[Point labeling dataset excerpts]
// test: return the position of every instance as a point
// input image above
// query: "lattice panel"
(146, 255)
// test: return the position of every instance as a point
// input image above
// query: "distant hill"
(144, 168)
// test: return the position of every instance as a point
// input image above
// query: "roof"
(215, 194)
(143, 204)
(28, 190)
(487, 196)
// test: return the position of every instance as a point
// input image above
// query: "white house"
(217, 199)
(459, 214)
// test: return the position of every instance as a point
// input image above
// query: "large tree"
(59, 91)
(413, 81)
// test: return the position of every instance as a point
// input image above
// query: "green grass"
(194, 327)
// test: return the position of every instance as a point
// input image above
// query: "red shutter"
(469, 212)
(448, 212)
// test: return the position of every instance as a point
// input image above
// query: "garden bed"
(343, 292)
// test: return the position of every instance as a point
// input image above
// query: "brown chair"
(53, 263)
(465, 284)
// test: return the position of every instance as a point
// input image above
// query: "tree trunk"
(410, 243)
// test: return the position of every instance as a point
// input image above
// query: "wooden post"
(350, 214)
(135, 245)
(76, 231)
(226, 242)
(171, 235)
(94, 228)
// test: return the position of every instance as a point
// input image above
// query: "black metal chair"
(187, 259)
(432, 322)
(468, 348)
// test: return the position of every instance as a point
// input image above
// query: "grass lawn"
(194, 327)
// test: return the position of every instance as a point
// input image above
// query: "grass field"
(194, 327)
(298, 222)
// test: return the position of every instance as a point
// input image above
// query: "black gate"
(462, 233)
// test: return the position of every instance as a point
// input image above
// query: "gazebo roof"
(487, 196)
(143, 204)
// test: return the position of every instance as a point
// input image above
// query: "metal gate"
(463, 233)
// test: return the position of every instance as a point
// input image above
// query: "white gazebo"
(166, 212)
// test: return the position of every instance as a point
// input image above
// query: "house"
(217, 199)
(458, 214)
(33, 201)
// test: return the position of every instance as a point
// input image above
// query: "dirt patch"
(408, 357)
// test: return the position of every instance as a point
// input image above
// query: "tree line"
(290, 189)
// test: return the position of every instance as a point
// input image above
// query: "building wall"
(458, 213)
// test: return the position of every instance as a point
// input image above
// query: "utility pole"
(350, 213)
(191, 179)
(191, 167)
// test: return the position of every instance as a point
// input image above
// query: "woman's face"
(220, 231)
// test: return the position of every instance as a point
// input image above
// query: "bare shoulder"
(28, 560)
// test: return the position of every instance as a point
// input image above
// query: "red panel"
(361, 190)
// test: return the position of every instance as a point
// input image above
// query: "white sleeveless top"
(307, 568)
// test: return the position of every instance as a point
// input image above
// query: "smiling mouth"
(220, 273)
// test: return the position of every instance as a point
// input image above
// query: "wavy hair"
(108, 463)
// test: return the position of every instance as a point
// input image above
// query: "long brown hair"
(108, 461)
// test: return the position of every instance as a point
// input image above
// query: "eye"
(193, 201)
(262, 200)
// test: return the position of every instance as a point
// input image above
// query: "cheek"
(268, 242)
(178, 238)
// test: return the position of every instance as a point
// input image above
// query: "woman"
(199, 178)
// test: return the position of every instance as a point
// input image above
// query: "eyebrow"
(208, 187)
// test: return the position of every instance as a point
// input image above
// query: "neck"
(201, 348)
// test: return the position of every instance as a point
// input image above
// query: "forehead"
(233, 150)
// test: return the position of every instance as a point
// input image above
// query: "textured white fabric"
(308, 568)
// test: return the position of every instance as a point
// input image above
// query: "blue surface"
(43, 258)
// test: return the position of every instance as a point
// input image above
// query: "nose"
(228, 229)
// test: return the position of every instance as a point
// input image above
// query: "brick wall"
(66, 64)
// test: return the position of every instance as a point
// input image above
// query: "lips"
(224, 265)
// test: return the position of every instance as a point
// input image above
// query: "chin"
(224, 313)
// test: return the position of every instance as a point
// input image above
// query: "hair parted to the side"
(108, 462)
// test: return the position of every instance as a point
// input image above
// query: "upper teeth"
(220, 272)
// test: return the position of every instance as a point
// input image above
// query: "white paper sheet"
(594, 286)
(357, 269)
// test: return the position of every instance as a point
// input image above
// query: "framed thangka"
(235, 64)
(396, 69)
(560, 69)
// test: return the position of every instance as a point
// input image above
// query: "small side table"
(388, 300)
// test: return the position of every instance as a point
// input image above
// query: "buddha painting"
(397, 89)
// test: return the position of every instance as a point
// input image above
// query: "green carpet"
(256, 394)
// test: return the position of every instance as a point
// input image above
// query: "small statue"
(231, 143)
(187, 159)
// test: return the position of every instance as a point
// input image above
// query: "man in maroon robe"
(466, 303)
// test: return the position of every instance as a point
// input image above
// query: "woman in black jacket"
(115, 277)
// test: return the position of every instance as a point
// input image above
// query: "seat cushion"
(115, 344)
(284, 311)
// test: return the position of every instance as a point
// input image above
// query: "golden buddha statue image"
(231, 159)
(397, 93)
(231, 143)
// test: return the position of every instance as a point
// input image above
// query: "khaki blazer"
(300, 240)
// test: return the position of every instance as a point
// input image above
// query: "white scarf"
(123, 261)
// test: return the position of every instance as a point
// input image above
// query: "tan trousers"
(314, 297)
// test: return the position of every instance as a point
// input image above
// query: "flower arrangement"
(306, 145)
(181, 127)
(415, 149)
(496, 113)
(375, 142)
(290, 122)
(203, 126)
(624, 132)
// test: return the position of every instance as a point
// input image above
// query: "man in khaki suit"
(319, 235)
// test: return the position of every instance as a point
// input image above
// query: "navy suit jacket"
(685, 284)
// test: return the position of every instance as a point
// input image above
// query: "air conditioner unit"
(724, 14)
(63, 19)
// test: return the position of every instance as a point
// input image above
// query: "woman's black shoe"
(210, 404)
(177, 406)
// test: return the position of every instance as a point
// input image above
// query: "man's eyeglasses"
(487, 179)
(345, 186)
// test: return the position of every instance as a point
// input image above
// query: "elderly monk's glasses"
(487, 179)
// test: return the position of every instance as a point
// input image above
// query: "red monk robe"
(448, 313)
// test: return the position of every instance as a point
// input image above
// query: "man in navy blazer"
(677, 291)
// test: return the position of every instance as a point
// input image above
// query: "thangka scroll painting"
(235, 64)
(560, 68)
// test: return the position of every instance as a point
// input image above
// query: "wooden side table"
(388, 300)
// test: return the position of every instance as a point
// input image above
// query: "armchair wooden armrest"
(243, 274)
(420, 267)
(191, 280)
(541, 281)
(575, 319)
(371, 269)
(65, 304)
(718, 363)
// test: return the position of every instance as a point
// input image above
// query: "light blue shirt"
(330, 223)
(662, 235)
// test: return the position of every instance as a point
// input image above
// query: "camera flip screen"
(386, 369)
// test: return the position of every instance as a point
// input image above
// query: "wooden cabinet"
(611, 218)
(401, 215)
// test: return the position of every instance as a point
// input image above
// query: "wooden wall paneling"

◆ EXERCISE
Restate the data above word for word.

◆ SOLUTION FOR THIS PROBLEM
// test: return the position of every instance as a point
// input image above
// query: "lattice panel"
(146, 255)
// test: return the position of every instance as a point
// input image above
// query: "distant hill"
(144, 168)
// test: return the position of every instance as a point
// input image above
// query: "roof"
(215, 194)
(143, 204)
(28, 190)
(487, 196)
// test: return the position of every instance as a point
// input image above
// query: "white house"
(217, 199)
(459, 214)
// test: return the position of every instance as a point
// input image above
// query: "large tree"
(59, 91)
(413, 81)
// test: return the position of every instance as a point
// input image above
// query: "green grass"
(194, 327)
// test: return the position of every instance as a point
// input image above
// query: "red shutter"
(469, 212)
(448, 212)
// test: return the position of every instance as a point
// input image above
// query: "garden bed"
(343, 292)
// test: return the position of every instance as a point
// input image above
// query: "brown chair"
(53, 263)
(465, 284)
// test: return the position of every instance as a point
// input image above
// query: "tree trunk"
(410, 243)
// test: return the position of every instance as a point
// input image above
// query: "wooden post"
(350, 214)
(135, 245)
(76, 231)
(226, 242)
(171, 235)
(94, 228)
// test: return the position of every instance as a point
// input image above
// query: "black metal chair"
(187, 259)
(432, 322)
(468, 348)
// test: return the position of every instance as a point
// input image above
// query: "grass lawn"
(194, 327)
// test: return the position of every instance as a point
// input image above
// query: "grass field"
(194, 327)
(298, 222)
// test: return the position of every instance as a point
// input image above
// query: "black gate"
(462, 233)
// test: return the position of every instance as a point
// input image above
// query: "gazebo roof"
(487, 196)
(143, 204)
// test: return the position of every instance as a point
// input image above
// query: "metal gate"
(463, 233)
// test: return the position of every instance as a point
// input image above
// query: "white gazebo"
(166, 212)
// test: return the position of every instance as a point
// input image above
// query: "house"
(217, 199)
(458, 214)
(33, 201)
// test: return the position of every instance as a point
// input image above
// query: "dirt patch"
(408, 357)
// test: return the position of every instance as a point
// input image above
// query: "tree line"
(290, 189)
// test: return the position of every instance as a point
// input image above
// query: "building wall"
(458, 213)
// test: return the position of every instance as a point
// input image above
// query: "utility pole"
(350, 213)
(191, 179)
(191, 167)
// test: return the position of every instance as a point
// input image above
// query: "woman's face"
(220, 231)
// test: return the position of every instance as a point
// input image above
// query: "bare shoulder"
(28, 560)
// test: return the position of every instance as a point
// input image above
// query: "red panel"
(361, 190)
// test: return the position of every instance as a point
// input image above
// query: "white sleeveless top"
(307, 568)
// test: return the position of every instance as a point
// input image above
// query: "smiling mouth"
(220, 273)
// test: return the position of every instance as a point
// input image above
// query: "wavy hair"
(108, 463)
// test: return the position of every instance as a point
// input image above
// query: "long brown hair"
(108, 461)
// test: return the position of every instance as a point
// input image above
// query: "eye"
(193, 201)
(262, 200)
// test: return the position of every instance as a point
// input image above
// query: "cheek"
(268, 242)
(178, 238)
// test: return the position of every instance as a point
// input image above
// query: "woman"
(199, 178)
// test: return the position of every instance as a point
// input image above
// query: "eyebrow"
(208, 187)
// test: return the position of every instance as a point
// input image above
// query: "neck"
(201, 348)
// test: return the position of every instance as a point
// input image above
// query: "forehead"
(233, 150)
// test: return the position of every instance as a point
// input image above
// query: "textured white fabric"
(308, 568)
// test: return the position of every instance as a point
// input image above
// query: "blue surface"
(43, 258)
// test: return the position of every instance as a point
// input image above
// query: "nose"
(228, 229)
// test: return the position of every instance as a point
// input image above
// query: "brick wall"
(66, 64)
// test: return the position of every instance as a point
// input image above
// query: "lips"
(224, 265)
// test: return the position of every instance as a point
// input image above
// query: "chin"
(224, 313)
// test: return the position of every instance as a point
// input image above
// query: "hair parted to the side"
(108, 462)
// test: return the position of every instance as a point
// input image above
// query: "upper teeth"
(220, 272)
// test: return the position of every instance as a point
// input image above
// query: "white paper sheet"
(594, 286)
(357, 269)
// test: return the position of every instance as a point
// input image above
// query: "framed thangka"
(235, 64)
(396, 69)
(560, 69)
// test: return the position of every instance as a point
// input image above
// query: "small side table"
(388, 300)
// test: return the position of every instance as a point
// input image above
// query: "buddha painting"
(397, 89)
// test: return the position of every instance as a point
// input image above
// query: "green carpet"
(256, 394)
// test: return the position of every instance as a point
// input image above
// query: "small statue"
(231, 143)
(187, 159)
// test: return the position of every instance as a point
// input image above
// query: "man in maroon robe"
(466, 303)
// test: return the position of every instance as a point
// input image above
// query: "woman in black jacket"
(115, 277)
// test: return the position of every instance as a point
// input image above
// query: "seat cushion"
(115, 344)
(284, 311)
// test: return the position of every instance as a point
// input image above
// query: "golden buddha statue image"
(231, 159)
(397, 93)
(231, 143)
// test: return the position of every instance as a point
// input image above
// query: "khaki blazer"
(300, 240)
// test: return the position of every instance as a point
// input image above
// query: "white scarf"
(123, 261)
// test: return the position of every instance as a point
// input image above
// query: "tan trousers"
(314, 297)
// test: return the position of every instance as a point
// input image above
// query: "flower arrangement"
(306, 145)
(181, 127)
(415, 149)
(496, 113)
(375, 142)
(290, 122)
(203, 126)
(624, 132)
// test: return the position of every instance as a point
// input image above
// query: "man in khaki suit"
(319, 235)
// test: return the position of every instance as a point
// input image above
// query: "navy suit jacket"
(685, 284)
// test: return the position of every instance as a point
// input image above
// query: "air conditioner unit"
(724, 14)
(63, 19)
// test: return the position of every instance as a point
// input image above
// query: "woman's black shoe"
(210, 404)
(177, 406)
// test: return the position of every instance as a point
// input image above
// query: "man's eyeglasses"
(487, 179)
(345, 186)
// test: return the position of every instance as a point
// input image above
// query: "elderly monk's glasses"
(487, 179)
// test: return the position of every instance as a point
// input image above
// query: "red monk robe"
(448, 313)
// test: return the position of every instance as a point
// input image above
// query: "man in navy blazer"
(677, 291)
// test: return the position of every instance as a point
// input image above
// query: "thangka scroll painting"
(235, 64)
(560, 68)
// test: return the position of every instance as a point
// input image above
// query: "wooden side table"
(388, 300)
// test: return the position of every instance as a point
// input image above
// query: "armchair wooden armrest"
(243, 274)
(420, 267)
(191, 280)
(541, 281)
(575, 319)
(371, 269)
(65, 304)
(718, 363)
// test: return the position of every instance as a point
// input image above
// query: "light blue shirt"
(330, 223)
(662, 235)
// test: return the position of every instance as a point
// input image above
// query: "camera flip screen"
(386, 369)
// test: return the position of every instance as a point
// input image above
// query: "wooden cabinet"
(611, 218)
(401, 215)
// test: return the position of every instance as a point
// input image above
// query: "wooden wall paneling"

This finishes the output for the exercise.